*VOTRE OBJECTIF*
Indiquez, s'il vous plaît, la date de dépôt de la demande de permis d'aménager mentionnée dans le texte sur l'article L. 121-8 du code de l'urbanisme.

6. En troisième lieu, aux termes de l'article L. 121-8 du code de l'urbanisme, dans sa rédaction antérieure à la loi du 23 novembre 2018 portant évolution du logement, de l'aménagement et du numérique (dite loi " ELAN ") : " L'extension de l'urbanisation se réalise soit en continuité avec les agglomérations et villages existants, soit en hameaux nouveaux intégrés à l'environnement ". Aux termes du même article, dans sa rédaction issue de la loi du 23 novembre 2018 : " L'extension de l'urbanisation se réalise en continuité avec les agglomérations et villages existants. / Dans les secteurs déjà urbanisés autres que les agglomérations et villages identifiés par le schéma de cohérence territoriale et délimités par le plan local d'urbanisme, des constructions et installations peuvent être autorisées, en dehors de la bande littorale de cent mètres, des espaces proches du rivage et des rives des plans d'eau mentionnés à l'article L. 121-13, à des fins exclusives d'amélioration de l'offre de logement ou d'hébergement et d'implantation de services publics, lorsque ces constructions et installations n'ont pas pour effet d'étendre le périmètre bâti existant ni de modifier de manière significative les caractéristiques de ce bâti. Ces secteurs déjà urbanisés se distinguent des espaces d'urbanisation diffuse par, entre autres, la densité de l'urbanisation, sa continuité, sa structuration par des voies de circulation et des réseaux d'accès aux services publics de distribution d'eau potable, d'électricité, d'assainissement et de collecte de déchets, ou la présence d'équipements ou de lieux collectifs. / L'autorisation d'urbanisme est soumise pour avis à la commission départementale de la nature, des paysages et des sites. Elle est refusée lorsque ces constructions et installations sont de nature à porter atteinte à l'environnement ou aux paysages ".

7. Le III de l'article 42 de la même loi du 23 novembre 2018 prévoit que : " Jusqu'au 31 décembre 2021, des constructions et installations qui n'ont pas pour effet d'étendre le périmètre du bâti existant, ni de modifier de manière significative les caractéristiques de ce bâti, peuvent être autorisées avec l'accord de l'autorité administrative compétente de l'Etat, après avis de la commission départementale de la nature des paysages et des sites, dans les secteurs mentionnés au deuxième alinéa de l'article L. 121-8 du code de l'urbanisme, dans sa rédaction résultant de la présente loi, mais non identifiés par le schéma de cohérence territoriale ou non délimités par le plan local d'urbanisme en l'absence de modification ou de révision de ces documents initiée postérieurement à la publication de la présente loi ". Par ailleurs, le V du même article précise que les mots " en continuité avec les agglomérations et villages existants " - qui remplacent la locution : " soit en continuité avec les agglomérations et villages existants, soit en hameaux nouveaux intégrés à l'environnement " - s'appliquent " sans préjudice des autorisations d'urbanisme délivrées avant la publication de la présente loi ". Aux termes de ce V, cette modification de l'article L. 121-8 du code de l'urbanisme ne s'applique pas " aux demandes d'autorisation d'urbanisme déposées avant le 31 décembre 2021 ni aux révisions, mises en compatibilité ou modifications de documents d'urbanisme approuvées avant cette date ". La loi du 23 novembre 2018 ayant été publiée au Journal officiel de la République française du 24 novembre 2018 et la présente demande de permis d'aménager ayant été déposée le 19 juillet 2019, les dispositions du V citées précédemment sont applicables en l'espèce.

*DONNÉES BRUTES*
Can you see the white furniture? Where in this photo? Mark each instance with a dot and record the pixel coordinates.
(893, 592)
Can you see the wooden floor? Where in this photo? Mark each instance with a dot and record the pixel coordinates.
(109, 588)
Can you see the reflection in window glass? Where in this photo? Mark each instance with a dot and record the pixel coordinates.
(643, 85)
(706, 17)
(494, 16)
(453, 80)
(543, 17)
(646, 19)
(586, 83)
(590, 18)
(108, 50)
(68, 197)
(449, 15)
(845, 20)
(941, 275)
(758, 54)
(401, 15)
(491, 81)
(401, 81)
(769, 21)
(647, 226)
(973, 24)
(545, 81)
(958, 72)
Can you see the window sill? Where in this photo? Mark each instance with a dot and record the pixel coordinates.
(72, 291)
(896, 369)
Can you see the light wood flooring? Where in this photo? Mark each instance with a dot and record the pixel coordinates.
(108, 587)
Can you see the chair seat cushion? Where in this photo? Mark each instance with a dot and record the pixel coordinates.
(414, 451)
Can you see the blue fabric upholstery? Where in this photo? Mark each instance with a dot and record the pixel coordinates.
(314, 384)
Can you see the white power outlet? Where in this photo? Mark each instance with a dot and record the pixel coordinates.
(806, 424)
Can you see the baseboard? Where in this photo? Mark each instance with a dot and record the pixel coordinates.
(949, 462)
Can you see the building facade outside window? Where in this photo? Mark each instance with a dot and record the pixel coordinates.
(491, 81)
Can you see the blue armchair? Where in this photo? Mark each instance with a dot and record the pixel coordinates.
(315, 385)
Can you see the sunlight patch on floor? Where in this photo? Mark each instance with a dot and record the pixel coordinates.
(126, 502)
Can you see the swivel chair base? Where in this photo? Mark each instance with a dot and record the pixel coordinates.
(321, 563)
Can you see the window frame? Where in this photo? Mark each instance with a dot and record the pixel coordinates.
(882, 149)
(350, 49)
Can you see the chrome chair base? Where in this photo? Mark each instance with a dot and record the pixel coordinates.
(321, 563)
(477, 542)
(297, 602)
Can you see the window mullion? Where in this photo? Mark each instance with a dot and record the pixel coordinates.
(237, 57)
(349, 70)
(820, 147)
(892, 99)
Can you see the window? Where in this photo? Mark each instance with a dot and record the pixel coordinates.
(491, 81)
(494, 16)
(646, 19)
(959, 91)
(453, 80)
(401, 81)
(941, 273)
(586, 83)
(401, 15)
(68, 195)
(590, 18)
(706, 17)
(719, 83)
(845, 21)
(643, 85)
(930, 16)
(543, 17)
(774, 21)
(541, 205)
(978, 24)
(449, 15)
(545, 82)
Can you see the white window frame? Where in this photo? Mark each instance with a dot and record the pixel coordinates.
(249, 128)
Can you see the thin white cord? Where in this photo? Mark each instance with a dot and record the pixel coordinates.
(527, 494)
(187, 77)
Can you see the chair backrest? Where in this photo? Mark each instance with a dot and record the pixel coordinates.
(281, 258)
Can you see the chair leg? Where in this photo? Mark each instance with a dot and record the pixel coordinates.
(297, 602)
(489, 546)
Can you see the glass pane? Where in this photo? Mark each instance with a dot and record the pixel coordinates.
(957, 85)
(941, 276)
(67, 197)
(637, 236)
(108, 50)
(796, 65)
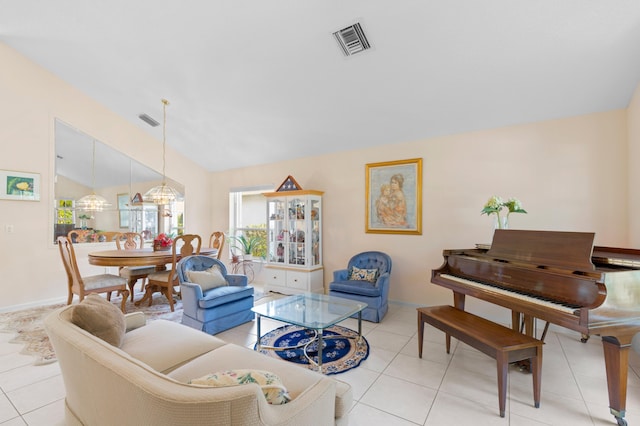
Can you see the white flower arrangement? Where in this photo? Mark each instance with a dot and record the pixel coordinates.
(495, 205)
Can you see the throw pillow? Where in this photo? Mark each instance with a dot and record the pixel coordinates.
(271, 385)
(100, 318)
(358, 274)
(207, 279)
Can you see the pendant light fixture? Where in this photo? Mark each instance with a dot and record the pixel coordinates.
(93, 202)
(163, 194)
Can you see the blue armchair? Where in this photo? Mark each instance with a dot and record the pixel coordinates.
(364, 284)
(215, 309)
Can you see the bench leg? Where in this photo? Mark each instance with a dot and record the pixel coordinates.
(536, 371)
(503, 367)
(420, 333)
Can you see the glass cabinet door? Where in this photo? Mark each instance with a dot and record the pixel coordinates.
(316, 232)
(277, 238)
(297, 231)
(294, 231)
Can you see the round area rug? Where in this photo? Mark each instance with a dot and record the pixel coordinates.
(338, 354)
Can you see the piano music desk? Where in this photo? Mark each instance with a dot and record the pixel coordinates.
(501, 343)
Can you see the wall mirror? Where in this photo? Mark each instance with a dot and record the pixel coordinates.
(114, 176)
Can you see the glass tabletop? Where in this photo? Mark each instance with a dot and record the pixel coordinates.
(310, 310)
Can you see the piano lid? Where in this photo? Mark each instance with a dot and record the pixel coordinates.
(566, 250)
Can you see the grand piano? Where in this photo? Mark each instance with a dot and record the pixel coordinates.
(561, 278)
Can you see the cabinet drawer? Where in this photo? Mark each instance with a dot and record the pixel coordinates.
(276, 277)
(297, 280)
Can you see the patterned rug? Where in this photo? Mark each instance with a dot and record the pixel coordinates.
(28, 327)
(338, 354)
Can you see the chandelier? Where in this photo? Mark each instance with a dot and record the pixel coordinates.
(163, 194)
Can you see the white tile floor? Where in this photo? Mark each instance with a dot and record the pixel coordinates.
(393, 386)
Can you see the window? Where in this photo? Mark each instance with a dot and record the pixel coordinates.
(247, 218)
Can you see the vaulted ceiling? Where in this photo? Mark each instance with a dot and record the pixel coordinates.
(254, 82)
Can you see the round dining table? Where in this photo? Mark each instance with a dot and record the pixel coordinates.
(141, 257)
(138, 257)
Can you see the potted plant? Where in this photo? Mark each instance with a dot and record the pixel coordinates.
(246, 244)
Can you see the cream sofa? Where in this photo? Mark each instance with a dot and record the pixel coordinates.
(145, 380)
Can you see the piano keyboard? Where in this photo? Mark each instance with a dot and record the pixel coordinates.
(516, 295)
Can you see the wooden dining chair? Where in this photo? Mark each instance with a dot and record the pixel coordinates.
(216, 241)
(83, 286)
(166, 281)
(132, 241)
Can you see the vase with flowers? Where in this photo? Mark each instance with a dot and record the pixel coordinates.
(496, 204)
(162, 242)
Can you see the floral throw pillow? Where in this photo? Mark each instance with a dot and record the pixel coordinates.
(358, 274)
(271, 385)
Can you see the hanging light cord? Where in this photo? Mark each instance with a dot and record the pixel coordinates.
(164, 139)
(93, 168)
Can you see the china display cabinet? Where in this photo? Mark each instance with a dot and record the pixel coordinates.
(294, 242)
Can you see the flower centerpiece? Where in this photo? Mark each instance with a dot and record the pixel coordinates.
(162, 242)
(495, 206)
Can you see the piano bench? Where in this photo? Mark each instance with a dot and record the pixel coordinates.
(501, 343)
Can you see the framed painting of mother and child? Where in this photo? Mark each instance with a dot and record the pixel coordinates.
(394, 197)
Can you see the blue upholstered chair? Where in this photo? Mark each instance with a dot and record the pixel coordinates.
(365, 285)
(215, 309)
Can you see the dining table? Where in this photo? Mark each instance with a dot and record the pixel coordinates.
(141, 257)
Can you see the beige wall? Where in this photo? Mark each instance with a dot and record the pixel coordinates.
(633, 126)
(30, 100)
(570, 174)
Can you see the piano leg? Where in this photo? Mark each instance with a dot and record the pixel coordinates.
(616, 358)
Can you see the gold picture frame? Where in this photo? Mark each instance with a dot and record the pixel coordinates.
(394, 197)
(19, 186)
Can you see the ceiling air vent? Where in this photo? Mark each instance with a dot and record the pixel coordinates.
(352, 40)
(150, 121)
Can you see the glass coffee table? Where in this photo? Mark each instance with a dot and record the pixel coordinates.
(312, 311)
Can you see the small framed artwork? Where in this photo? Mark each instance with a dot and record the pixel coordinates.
(394, 197)
(19, 186)
(123, 210)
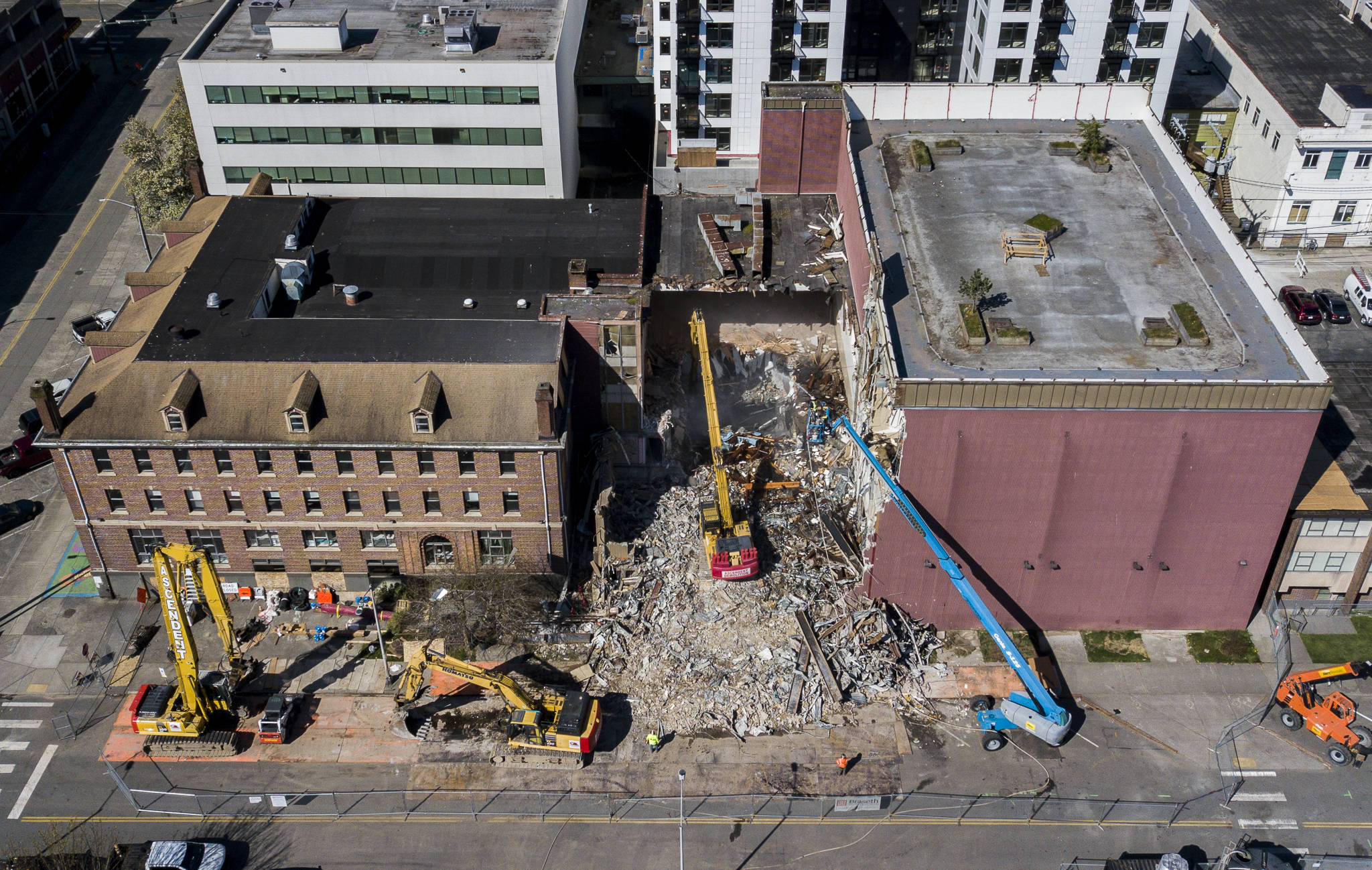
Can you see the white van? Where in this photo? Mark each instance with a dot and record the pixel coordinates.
(1359, 292)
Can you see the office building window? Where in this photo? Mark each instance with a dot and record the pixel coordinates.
(320, 538)
(496, 548)
(261, 537)
(145, 541)
(1013, 35)
(210, 541)
(379, 540)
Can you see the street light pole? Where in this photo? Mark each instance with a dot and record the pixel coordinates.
(141, 231)
(681, 814)
(109, 47)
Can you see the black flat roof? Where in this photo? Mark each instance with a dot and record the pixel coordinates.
(1294, 47)
(416, 263)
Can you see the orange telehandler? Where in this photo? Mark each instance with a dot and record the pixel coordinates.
(1330, 717)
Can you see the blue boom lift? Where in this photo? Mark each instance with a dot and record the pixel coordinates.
(1040, 715)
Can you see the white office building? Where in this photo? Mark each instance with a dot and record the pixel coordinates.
(1302, 140)
(1075, 42)
(712, 58)
(389, 98)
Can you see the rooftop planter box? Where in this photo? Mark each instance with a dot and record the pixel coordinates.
(1048, 225)
(973, 328)
(921, 157)
(1158, 332)
(1187, 323)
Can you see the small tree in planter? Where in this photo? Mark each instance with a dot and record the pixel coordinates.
(975, 287)
(1094, 144)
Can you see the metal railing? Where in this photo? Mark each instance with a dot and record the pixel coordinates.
(626, 807)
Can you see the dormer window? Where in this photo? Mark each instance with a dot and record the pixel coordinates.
(305, 397)
(429, 398)
(183, 402)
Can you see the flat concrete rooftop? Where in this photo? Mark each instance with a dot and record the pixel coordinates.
(1134, 245)
(510, 31)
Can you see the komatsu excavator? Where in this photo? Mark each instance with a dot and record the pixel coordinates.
(196, 712)
(560, 722)
(729, 545)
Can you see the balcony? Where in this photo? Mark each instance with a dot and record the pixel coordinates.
(1055, 13)
(1124, 11)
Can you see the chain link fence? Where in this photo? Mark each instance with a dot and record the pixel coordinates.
(624, 807)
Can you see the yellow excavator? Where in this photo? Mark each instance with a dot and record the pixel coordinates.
(560, 722)
(196, 712)
(729, 545)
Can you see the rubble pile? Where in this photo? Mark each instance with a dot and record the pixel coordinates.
(693, 654)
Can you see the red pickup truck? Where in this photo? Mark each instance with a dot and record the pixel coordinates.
(21, 456)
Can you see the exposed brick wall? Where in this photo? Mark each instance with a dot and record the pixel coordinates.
(412, 527)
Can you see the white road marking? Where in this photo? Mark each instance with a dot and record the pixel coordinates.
(1279, 824)
(33, 781)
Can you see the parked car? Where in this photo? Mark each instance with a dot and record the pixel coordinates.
(1301, 305)
(1332, 306)
(92, 323)
(18, 512)
(184, 855)
(21, 456)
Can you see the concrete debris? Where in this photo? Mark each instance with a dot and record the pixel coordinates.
(802, 645)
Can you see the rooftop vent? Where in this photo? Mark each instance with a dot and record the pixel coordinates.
(460, 32)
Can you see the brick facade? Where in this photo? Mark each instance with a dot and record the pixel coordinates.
(537, 532)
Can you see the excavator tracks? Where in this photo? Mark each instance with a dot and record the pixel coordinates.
(212, 744)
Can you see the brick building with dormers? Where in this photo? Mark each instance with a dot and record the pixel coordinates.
(336, 390)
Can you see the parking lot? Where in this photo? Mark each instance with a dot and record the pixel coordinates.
(1344, 349)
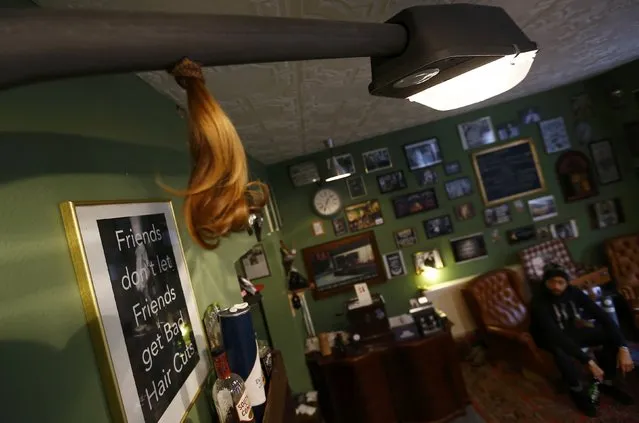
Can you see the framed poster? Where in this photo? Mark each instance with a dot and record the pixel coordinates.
(140, 307)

*RÉPONSE*
Le 19 juillet 2019.